# EXTRACTED RECORDS
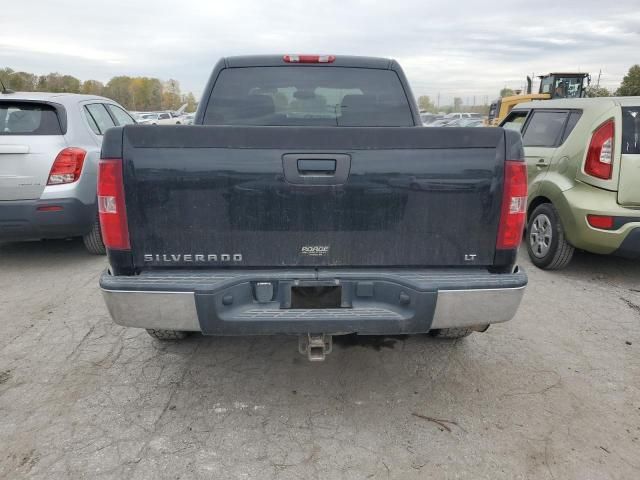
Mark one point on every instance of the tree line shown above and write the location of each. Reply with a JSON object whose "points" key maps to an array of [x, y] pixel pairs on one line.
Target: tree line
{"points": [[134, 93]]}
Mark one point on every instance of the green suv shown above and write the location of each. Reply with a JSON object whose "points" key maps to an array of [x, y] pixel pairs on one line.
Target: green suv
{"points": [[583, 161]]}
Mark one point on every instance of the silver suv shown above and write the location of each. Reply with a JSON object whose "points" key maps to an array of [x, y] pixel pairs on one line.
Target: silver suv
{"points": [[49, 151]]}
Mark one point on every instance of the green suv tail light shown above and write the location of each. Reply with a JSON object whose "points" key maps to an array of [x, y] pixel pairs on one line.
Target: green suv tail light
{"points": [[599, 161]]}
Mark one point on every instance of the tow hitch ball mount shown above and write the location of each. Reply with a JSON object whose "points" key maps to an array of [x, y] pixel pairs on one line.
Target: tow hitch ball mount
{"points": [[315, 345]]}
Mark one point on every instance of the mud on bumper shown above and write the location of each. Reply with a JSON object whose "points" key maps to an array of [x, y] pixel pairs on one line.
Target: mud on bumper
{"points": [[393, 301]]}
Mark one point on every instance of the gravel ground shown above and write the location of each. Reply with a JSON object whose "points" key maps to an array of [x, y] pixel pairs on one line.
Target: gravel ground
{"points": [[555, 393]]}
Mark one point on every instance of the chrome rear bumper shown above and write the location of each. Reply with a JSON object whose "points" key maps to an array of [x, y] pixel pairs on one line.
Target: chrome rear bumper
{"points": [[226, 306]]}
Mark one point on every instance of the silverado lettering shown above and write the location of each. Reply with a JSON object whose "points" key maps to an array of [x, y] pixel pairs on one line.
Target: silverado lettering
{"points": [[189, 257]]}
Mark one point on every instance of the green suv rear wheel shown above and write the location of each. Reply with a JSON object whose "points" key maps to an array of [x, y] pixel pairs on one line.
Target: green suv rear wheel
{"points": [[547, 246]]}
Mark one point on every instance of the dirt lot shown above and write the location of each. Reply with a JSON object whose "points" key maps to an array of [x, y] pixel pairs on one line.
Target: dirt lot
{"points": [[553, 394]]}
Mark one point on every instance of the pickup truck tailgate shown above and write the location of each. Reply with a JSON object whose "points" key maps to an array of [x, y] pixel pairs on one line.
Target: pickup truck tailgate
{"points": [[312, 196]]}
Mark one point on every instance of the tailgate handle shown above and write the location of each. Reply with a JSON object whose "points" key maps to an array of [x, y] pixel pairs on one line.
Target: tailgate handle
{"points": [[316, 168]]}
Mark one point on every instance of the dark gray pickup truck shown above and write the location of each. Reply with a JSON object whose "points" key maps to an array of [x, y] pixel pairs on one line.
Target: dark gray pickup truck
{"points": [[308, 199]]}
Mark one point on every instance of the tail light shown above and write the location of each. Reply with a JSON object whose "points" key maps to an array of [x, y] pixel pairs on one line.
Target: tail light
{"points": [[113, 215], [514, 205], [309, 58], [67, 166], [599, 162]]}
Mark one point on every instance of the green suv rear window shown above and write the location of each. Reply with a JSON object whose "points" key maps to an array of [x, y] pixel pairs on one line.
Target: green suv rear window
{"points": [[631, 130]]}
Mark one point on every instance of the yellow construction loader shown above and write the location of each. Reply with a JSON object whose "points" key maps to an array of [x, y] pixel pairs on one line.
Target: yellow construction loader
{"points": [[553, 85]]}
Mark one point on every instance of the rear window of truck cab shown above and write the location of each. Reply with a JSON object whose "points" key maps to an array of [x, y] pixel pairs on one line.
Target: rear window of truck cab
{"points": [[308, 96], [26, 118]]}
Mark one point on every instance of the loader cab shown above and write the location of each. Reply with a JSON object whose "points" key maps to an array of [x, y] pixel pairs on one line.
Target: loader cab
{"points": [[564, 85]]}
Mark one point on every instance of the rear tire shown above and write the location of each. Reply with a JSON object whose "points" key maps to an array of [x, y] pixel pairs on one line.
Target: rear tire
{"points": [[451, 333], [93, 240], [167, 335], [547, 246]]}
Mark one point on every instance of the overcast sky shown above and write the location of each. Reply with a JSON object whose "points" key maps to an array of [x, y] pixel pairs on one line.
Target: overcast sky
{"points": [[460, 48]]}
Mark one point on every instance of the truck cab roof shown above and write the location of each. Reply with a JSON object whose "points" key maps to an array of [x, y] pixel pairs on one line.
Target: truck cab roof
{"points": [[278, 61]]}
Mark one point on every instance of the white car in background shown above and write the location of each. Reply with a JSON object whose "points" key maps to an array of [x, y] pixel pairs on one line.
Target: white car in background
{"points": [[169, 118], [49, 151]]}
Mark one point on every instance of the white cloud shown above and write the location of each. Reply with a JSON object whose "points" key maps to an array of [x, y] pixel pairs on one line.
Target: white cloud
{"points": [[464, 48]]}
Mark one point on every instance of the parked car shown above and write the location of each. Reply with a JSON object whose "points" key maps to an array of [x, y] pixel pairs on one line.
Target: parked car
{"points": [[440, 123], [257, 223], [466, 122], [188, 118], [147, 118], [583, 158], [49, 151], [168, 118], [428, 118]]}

# WHAT YOU ARE ASKED TO DO
Arrange the records above as a Markdown table with the columns "No." and "Text", one numbered row per line and no rows for blank lines. Leave the pictures out.

# RESULT OF THIS TASK
| No. | Text |
|---|---|
| 1 | Mark one point on every instance of the tree line shown above and write the location of each. Reply with a JSON object whose "points" key maps to an array of [x, y] pixel pairs on one line. |
| 2 | Target: tree line |
| 3 | {"points": [[134, 93]]} |
| 4 | Mark one point on every instance of the green suv shown above and write the location of each. Reply with a JSON object whose "points" key maps to an array of [x, y] pixel pairs on one line. |
| 5 | Target: green suv |
| 6 | {"points": [[583, 161]]} |
| 7 | Mark one point on every instance of the silver suv shown above and write the location of each. Reply with a JSON object whose "points" key maps to an array of [x, y] pixel pairs on one line. |
| 8 | Target: silver suv |
| 9 | {"points": [[49, 151]]} |
| 10 | Mark one point on every instance of the green suv tail light shown above and write the location of each. Reply with a JSON object whose "points" key maps to an array of [x, y] pixel pairs on one line. |
| 11 | Target: green suv tail light |
| 12 | {"points": [[599, 161]]} |
| 13 | Mark one point on every instance of the tow hitch ball mount shown above and write the location of each. Reply with a JSON object whose "points" key maps to an array of [x, y] pixel pairs on one line. |
| 14 | Target: tow hitch ball mount |
| 15 | {"points": [[315, 345]]} |
| 16 | Mark one point on every instance of the mud on bumper shown above and write the location of each. Reply with a JSON object whose "points" key maps to an array of [x, y] pixel pairs on one line. |
| 17 | Target: mud on bumper |
| 18 | {"points": [[393, 301]]} |
| 19 | Mark one point on every instance of the gravel ground shown above and write the location of each. Reply with a JSON object whose "points" key maps to an array of [x, y] pixel pairs on one line. |
| 20 | Target: gravel ground |
| 21 | {"points": [[555, 393]]} |
| 22 | Mark one point on every instance of the chrome rear bumper shown above and write the location of each. Reply with a JSON object whose "points" key maps to an array of [x, y] pixel pairs on one line. |
| 23 | Target: chrome rear bumper |
| 24 | {"points": [[226, 306]]} |
| 25 | Mark one point on every instance of the silverado lettering shown above and write the location of each. Reply with a JSON object whose "points" key maps to an array of [x, y] pixel pairs on one line. |
| 26 | Target: silverado lettering |
| 27 | {"points": [[189, 257]]} |
| 28 | Mark one point on every instance of the green suv rear wheel shown above and write the location of each. Reply with a JSON object whose "points" key maps to an array of [x, y] pixel pairs on one line. |
| 29 | Target: green suv rear wheel |
| 30 | {"points": [[547, 246]]} |
| 31 | Mark one point on every instance of the dirt lot shown above and write the location of each. Reply with a JSON object whose "points" key maps to an array of [x, y] pixel pairs on one line. |
| 32 | Target: dirt lot |
| 33 | {"points": [[553, 394]]} |
| 34 | Mark one point on every instance of the pickup truck tailgate shown above and write the location of each. Reply with a JSON object whose "points" key maps to an array of [x, y] pixel pairs on one line. |
| 35 | Target: pickup truck tailgate |
| 36 | {"points": [[312, 196]]} |
| 37 | Mark one point on every instance of the tailgate handle shown above and write the location of each. Reply with a JSON object whose "points" key maps to an array of [x, y] pixel pairs on one line. |
| 38 | Target: tailgate handle |
| 39 | {"points": [[316, 168]]} |
| 40 | Mark one point on every instance of the dark gray pickup truck shown above and write the location of each. Reply with a JSON object whose "points" key maps to an array of [x, y] pixel pairs on one line. |
| 41 | Target: dark gray pickup truck |
| 42 | {"points": [[308, 199]]} |
| 43 | Mark one point on every instance of the tail light shown above and write the location of each. Reply with a JSON object whose "points" key maps to an array of [x, y] pixel pairs on one line. |
| 44 | Target: tail light |
| 45 | {"points": [[113, 215], [514, 205], [309, 58], [67, 166], [599, 162]]} |
| 46 | Mark one point on every instance of the green suv rear window shown above and write the location of each. Reply with a JSON object whose "points" key maps to an array of [x, y] pixel pairs on one line. |
| 47 | Target: green suv rear window |
| 48 | {"points": [[631, 130]]} |
| 49 | Mark one point on every instance of the yellow construction loader shown above and write the location of each. Reply with a JSON object whose "points" key maps to an array of [x, y] pixel pairs on one line. |
| 50 | Target: yellow construction loader |
| 51 | {"points": [[553, 85]]} |
| 52 | Mark one point on every instance of the rear window of truck cab shown above and write the location of each. Reply with a JSON object whose "points" key maps to an array of [x, y] pixel pairs on one line. |
| 53 | Target: rear window of truck cab |
| 54 | {"points": [[308, 96], [26, 118]]} |
| 55 | Mark one point on every instance of the loader cab shown above and write the location of each. Reply with a JSON object whose "points" key maps to an array of [x, y] pixel pairs on one line. |
| 56 | Target: loader cab |
| 57 | {"points": [[564, 85]]} |
| 58 | Mark one point on every instance of the rear tire shown above and write the location of each. Reply with a JSON object whose "points" key maps to an array of [x, y] pixel pairs on one line. |
| 59 | Target: rear tire |
| 60 | {"points": [[451, 333], [93, 240], [167, 335], [547, 246]]} |
| 61 | Mark one point on every instance of the overcast sky shown above and write the location of each. Reply with a JSON object whose "points" key maps to an array of [x, y] pixel pairs on one line. |
| 62 | Target: overcast sky |
| 63 | {"points": [[460, 48]]} |
| 64 | Mark one point on every instance of the truck cab roof shown above and write the location of each. Reply with a JSON object whose "points" key maps to an array of [x, y] pixel pairs on one line. |
| 65 | Target: truck cab roof |
| 66 | {"points": [[278, 61]]} |
| 67 | Mark one point on every instance of the white car in background shown above and write the location of each. Reply with a JSON object whose "points" key maps to an array of [x, y] pixel pairs on one line. |
| 68 | Target: white car in background |
| 69 | {"points": [[169, 118], [49, 151]]} |
| 70 | Mark one point on every instance of the white cloud shown above and write the location of each. Reply with a JSON object whose "points" key maps to an array of [x, y] pixel pairs on one line. |
| 71 | Target: white cloud |
| 72 | {"points": [[464, 48]]} |
| 73 | Mark one point on every instance of the parked car shown above and write the location of each. Reply with a JSON object whose "points" key maps to an array of [x, y] pixel pairs on one line. |
| 74 | Target: parked car |
| 75 | {"points": [[440, 123], [257, 223], [466, 122], [188, 118], [147, 118], [583, 158], [49, 151], [168, 118], [428, 118]]} |